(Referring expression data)

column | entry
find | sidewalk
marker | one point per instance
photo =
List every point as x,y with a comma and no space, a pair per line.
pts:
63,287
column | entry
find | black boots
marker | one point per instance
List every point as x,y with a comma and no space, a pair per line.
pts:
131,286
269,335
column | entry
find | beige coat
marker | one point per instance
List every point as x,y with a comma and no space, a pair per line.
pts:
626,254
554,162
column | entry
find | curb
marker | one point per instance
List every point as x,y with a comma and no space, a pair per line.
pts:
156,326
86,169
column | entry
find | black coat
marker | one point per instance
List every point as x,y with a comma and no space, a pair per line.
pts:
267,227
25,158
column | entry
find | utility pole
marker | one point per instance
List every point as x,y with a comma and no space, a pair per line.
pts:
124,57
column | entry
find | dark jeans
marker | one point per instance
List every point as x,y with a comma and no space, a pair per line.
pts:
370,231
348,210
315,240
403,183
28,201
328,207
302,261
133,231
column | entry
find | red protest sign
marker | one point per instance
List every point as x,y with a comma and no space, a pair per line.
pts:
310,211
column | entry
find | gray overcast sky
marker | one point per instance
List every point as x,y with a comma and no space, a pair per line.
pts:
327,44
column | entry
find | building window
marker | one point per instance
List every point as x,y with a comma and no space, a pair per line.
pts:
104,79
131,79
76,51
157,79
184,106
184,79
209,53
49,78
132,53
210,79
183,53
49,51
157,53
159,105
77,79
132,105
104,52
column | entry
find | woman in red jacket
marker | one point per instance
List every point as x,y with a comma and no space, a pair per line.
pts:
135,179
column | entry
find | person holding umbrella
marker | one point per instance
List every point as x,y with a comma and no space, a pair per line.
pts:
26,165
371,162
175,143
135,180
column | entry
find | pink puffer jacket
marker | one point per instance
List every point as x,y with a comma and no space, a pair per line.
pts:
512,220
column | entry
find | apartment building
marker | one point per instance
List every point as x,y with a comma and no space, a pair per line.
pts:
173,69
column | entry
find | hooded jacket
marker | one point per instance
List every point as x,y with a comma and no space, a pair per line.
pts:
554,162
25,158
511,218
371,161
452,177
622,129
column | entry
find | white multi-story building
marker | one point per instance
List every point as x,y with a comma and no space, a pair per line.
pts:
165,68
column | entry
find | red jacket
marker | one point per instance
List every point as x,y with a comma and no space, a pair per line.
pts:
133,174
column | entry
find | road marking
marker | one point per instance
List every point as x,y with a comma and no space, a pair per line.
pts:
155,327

Exercise goal. Scan the lines above for "building", then copy every one that has it.

Solution.
find | building window
find | apartment building
find | white multi-story building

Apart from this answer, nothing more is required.